■ Records excerpted from a collection
--- START ---

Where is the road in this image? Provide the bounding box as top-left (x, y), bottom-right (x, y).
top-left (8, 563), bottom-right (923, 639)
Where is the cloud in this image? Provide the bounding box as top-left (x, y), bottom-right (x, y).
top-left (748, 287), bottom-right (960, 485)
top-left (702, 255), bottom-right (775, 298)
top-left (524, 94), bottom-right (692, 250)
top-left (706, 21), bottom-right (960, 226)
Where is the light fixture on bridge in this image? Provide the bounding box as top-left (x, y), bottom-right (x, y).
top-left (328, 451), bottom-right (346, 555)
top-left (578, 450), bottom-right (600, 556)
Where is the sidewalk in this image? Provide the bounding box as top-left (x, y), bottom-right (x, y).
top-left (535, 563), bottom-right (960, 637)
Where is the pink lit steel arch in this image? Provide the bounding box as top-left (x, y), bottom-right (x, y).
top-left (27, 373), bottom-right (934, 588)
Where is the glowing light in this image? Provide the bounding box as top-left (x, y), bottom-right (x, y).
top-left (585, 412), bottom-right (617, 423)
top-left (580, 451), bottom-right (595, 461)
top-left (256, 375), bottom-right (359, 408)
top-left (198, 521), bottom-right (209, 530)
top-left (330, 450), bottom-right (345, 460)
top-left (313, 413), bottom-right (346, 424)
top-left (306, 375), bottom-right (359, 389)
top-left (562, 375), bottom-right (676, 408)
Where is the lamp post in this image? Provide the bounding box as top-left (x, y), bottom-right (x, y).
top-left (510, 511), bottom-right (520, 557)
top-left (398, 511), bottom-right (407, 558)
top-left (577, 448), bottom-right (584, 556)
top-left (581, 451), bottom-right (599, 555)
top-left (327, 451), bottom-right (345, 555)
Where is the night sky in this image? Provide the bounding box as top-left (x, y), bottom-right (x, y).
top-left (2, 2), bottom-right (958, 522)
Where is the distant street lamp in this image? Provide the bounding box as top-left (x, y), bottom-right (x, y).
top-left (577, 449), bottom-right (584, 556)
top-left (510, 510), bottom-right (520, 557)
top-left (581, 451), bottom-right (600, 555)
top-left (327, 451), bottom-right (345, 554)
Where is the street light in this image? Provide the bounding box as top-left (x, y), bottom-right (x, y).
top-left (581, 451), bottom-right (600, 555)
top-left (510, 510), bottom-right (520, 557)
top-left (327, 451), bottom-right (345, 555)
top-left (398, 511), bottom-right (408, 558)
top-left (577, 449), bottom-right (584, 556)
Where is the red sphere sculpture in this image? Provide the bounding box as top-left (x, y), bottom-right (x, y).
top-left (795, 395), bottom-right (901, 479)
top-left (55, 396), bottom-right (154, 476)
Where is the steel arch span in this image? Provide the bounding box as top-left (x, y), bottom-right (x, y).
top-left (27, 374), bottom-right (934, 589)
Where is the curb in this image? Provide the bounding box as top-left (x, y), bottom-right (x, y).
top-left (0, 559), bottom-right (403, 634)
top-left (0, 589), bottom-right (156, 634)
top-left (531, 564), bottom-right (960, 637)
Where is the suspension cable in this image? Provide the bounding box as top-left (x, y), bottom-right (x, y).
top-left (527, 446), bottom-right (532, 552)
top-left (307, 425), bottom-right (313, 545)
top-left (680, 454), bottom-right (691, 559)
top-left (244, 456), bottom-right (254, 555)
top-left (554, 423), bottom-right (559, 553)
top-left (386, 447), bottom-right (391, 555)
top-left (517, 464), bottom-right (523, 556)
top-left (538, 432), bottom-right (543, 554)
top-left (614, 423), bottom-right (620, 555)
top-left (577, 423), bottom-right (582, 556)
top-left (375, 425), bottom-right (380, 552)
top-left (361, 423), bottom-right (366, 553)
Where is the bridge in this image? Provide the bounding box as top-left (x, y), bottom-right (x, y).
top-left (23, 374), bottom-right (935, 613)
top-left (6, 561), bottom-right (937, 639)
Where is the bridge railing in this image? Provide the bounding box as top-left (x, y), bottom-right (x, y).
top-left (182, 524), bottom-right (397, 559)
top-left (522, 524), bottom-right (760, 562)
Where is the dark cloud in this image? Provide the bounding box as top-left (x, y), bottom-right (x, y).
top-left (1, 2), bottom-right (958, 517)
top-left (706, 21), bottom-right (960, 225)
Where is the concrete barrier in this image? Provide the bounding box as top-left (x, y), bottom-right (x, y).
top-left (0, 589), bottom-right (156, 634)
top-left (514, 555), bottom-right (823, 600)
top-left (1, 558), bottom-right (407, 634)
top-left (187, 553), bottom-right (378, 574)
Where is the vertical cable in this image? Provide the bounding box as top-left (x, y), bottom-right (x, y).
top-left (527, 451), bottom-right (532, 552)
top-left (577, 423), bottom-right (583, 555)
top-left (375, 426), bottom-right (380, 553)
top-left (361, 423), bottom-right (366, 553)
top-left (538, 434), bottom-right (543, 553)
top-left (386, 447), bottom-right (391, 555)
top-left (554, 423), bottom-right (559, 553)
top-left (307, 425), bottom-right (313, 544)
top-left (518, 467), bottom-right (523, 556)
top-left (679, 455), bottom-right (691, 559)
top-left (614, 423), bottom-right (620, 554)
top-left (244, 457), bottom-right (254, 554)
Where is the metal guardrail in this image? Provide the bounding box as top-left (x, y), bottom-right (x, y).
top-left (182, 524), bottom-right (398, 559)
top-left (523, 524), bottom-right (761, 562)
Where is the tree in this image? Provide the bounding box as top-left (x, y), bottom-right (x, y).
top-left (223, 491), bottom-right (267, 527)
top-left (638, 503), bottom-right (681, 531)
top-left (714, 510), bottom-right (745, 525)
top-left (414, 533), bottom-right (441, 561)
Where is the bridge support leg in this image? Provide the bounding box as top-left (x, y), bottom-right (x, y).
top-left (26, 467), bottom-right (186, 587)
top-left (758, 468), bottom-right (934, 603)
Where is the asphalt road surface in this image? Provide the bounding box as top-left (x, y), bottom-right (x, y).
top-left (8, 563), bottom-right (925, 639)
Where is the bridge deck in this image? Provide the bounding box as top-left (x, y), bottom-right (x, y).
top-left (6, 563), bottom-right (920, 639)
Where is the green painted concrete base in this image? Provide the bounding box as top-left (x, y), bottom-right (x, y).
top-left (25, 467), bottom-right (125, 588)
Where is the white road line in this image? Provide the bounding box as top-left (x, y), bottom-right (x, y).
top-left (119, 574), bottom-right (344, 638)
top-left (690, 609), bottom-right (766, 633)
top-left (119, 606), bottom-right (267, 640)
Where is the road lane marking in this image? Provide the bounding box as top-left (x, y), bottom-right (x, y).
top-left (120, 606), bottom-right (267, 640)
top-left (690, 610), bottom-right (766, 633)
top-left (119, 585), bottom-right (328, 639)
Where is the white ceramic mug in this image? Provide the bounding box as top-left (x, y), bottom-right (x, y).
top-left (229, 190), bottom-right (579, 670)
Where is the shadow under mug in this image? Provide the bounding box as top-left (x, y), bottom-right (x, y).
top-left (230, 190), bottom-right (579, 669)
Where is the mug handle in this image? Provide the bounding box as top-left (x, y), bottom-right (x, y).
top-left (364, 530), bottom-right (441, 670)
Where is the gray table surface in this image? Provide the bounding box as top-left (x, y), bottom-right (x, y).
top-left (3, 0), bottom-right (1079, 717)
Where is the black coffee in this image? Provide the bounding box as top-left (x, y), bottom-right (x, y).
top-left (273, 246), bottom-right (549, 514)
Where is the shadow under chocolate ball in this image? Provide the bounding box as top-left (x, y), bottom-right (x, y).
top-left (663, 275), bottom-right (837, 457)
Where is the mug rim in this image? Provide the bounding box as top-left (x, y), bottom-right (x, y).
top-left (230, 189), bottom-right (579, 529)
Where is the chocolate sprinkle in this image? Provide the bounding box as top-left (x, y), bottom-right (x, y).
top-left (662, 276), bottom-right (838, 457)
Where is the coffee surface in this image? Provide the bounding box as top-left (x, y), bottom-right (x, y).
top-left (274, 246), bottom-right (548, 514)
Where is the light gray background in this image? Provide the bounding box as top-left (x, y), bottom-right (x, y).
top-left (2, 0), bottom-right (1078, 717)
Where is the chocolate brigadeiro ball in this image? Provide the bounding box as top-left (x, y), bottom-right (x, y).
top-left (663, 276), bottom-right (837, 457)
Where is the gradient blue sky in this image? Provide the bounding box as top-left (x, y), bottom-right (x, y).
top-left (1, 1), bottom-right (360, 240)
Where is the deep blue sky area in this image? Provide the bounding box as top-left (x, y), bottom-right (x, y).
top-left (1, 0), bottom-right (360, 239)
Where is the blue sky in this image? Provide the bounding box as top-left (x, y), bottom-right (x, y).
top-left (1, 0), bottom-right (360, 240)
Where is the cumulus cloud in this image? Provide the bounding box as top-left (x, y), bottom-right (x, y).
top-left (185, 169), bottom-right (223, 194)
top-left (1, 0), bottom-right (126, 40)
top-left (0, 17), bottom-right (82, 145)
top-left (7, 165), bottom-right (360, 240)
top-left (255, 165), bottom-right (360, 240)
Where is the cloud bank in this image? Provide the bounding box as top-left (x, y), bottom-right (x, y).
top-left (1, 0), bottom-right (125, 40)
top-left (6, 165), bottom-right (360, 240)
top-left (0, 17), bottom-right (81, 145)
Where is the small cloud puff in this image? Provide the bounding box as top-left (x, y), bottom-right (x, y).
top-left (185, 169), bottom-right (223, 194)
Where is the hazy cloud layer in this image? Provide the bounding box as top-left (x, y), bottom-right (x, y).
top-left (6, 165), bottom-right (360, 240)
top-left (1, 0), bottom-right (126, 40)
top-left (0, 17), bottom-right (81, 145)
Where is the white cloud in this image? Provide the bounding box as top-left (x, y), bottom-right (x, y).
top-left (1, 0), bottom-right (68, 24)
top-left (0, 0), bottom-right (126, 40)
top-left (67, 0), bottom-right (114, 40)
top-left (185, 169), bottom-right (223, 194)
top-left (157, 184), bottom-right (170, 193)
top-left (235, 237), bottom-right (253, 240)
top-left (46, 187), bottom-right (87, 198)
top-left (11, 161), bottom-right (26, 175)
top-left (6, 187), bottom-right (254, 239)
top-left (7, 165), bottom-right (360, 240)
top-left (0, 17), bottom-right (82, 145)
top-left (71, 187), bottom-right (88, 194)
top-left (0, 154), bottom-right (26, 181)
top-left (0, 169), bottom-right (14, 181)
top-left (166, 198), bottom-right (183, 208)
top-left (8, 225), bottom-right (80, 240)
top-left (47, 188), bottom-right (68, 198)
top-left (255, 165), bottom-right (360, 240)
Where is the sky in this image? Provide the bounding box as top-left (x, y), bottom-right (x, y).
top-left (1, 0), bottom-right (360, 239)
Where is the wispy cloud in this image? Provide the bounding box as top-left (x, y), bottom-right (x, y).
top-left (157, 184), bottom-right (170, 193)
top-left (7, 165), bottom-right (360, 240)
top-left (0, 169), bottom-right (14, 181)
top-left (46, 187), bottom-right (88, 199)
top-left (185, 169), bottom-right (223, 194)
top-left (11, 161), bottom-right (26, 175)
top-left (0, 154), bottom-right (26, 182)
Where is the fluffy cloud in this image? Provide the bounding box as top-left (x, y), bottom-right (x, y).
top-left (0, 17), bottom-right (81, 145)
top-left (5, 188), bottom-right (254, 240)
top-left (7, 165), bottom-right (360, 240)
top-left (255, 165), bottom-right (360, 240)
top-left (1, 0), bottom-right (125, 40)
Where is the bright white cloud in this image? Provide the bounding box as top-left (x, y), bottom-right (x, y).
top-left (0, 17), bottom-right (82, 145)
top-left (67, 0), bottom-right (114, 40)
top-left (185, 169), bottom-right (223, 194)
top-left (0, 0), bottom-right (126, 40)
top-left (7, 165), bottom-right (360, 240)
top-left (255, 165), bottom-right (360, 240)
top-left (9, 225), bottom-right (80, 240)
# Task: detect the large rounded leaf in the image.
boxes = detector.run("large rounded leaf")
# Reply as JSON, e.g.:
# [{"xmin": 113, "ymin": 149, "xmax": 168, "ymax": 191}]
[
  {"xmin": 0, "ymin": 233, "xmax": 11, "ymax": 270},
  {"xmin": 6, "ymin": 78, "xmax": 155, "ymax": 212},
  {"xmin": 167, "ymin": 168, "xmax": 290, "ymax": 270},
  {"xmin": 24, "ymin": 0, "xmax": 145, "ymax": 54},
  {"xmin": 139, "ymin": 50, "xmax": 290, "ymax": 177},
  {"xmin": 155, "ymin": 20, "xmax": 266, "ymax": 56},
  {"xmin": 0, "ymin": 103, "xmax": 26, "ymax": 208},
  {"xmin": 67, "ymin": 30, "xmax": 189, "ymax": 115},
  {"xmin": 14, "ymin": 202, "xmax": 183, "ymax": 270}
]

--- END ---

Lines holding "leaf": copy each one from the records above.

# Task: detect the large rounded leaf in the image.
boxes = detector.run("large rounded leaf")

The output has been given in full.